:: Provided records ::
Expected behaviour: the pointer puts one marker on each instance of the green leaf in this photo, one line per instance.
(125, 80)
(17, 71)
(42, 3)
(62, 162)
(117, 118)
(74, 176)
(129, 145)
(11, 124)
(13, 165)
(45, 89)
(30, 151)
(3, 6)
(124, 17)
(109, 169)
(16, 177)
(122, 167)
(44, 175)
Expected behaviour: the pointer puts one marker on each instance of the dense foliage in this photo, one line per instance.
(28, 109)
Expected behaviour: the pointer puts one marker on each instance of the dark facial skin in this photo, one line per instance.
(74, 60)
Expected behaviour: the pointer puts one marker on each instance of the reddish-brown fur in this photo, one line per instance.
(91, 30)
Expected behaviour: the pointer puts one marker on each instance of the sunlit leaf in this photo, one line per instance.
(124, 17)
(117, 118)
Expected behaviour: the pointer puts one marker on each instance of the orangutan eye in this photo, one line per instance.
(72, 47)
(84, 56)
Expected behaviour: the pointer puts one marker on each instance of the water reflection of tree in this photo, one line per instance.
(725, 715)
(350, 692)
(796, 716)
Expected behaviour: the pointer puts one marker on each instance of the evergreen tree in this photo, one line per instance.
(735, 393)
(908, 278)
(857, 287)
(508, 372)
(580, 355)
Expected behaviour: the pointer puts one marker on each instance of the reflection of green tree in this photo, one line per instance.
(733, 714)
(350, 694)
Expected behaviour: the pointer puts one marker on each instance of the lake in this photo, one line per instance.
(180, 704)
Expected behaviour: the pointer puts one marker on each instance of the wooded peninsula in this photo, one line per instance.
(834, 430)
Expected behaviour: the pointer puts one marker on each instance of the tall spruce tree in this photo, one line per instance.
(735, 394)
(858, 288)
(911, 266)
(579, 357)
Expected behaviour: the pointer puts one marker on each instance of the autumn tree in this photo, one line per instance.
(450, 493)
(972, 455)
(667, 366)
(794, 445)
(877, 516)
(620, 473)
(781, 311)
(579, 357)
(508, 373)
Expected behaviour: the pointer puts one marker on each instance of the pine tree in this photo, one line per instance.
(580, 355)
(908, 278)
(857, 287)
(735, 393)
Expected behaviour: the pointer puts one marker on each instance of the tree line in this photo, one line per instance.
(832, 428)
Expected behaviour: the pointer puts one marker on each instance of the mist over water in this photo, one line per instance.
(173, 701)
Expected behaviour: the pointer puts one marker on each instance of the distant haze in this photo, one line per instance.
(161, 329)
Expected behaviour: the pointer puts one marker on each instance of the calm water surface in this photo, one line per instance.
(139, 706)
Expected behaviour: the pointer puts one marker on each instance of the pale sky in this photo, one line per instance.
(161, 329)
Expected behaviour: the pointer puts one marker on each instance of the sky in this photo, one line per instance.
:::
- Exercise aim: Exactly as they appear above, copy out all the records.

- Answer below:
Expected behaviour: the pointer puts one marker on each instance of the green leaf in this photo, one line per instance.
(125, 80)
(17, 71)
(42, 3)
(62, 162)
(117, 118)
(74, 176)
(129, 145)
(11, 124)
(13, 165)
(45, 89)
(30, 151)
(3, 6)
(124, 17)
(109, 169)
(16, 177)
(122, 167)
(44, 175)
Expected behaviour: the pointer puts one marker on each instance of the dense foliage in this photo, one line per instance.
(28, 109)
Expected behaviour: the pointer puts one marker on each instance of the dark facial skin in this photo, one line per instance.
(74, 60)
Expected behaviour: the pointer puts one marker on each instance of the reddish-brown fur in this photo, one line per instance.
(91, 30)
Expected behaviour: the pointer puts one marker on each instance of the sunlit leaf in this photo, one line per instance.
(124, 17)
(117, 118)
Expected behaviour: the pointer puts one marker on each instance of the orangutan eye in this photo, one line per instance.
(72, 47)
(84, 56)
Expected behaviour: the pointer puts one marker on each instance of the water reflection of tree in this photo, one line per instance.
(725, 715)
(350, 692)
(796, 716)
Expected behaviour: the pointer puts one marker on each instance of the evergreen tree in this photo, one line per instance.
(735, 393)
(908, 278)
(857, 287)
(508, 372)
(580, 355)
Expected behaviour: the pointer puts one marker on each instance of the reflection of green tree in this photo, one line per instance.
(733, 714)
(350, 694)
Expected behaviour: the pointer puts one marker on each instance of the lake in this photo, one line per instance.
(180, 704)
Expected behaviour: the pointer puts one marker on each instance of the wooded peninsula in this photo, one line per instance.
(834, 430)
Expected behaviour: the pointer puts one marker on each instance of the tall spruce tree in this photo, one line per instance.
(735, 394)
(858, 288)
(911, 266)
(579, 357)
Expected behaviour: the pointer puts one marker on each instance of the autumn tree in this photo, one line per instance.
(450, 493)
(972, 455)
(667, 366)
(794, 445)
(877, 516)
(620, 473)
(781, 311)
(579, 357)
(508, 373)
Expected behaviour: the pointer puts one marker on each instance of the pine tree in this photo, one line per instance.
(580, 355)
(908, 278)
(857, 287)
(735, 393)
Expected behaviour: the pointer puts one marker on each instance of the tree line in this photo, one line per instance.
(832, 428)
Expected behaviour: the pointer puts one marker on each instance of the mist over water in this photo, one line per instance.
(173, 701)
Expected behaviour: the pointer puts one marker on each instance of the distant haze in this photo, one line per instance.
(161, 329)
Expected behaviour: the pointer puts one marker on each instance of the calm water surface in this photo, one line per instance.
(139, 706)
Expected behaviour: the pointer puts one marker on each instance of the pale sky in this photo, one line per instance.
(161, 329)
Expected behaviour: the pointer puts one marker on each instance of the sky in this photo, one line per instance.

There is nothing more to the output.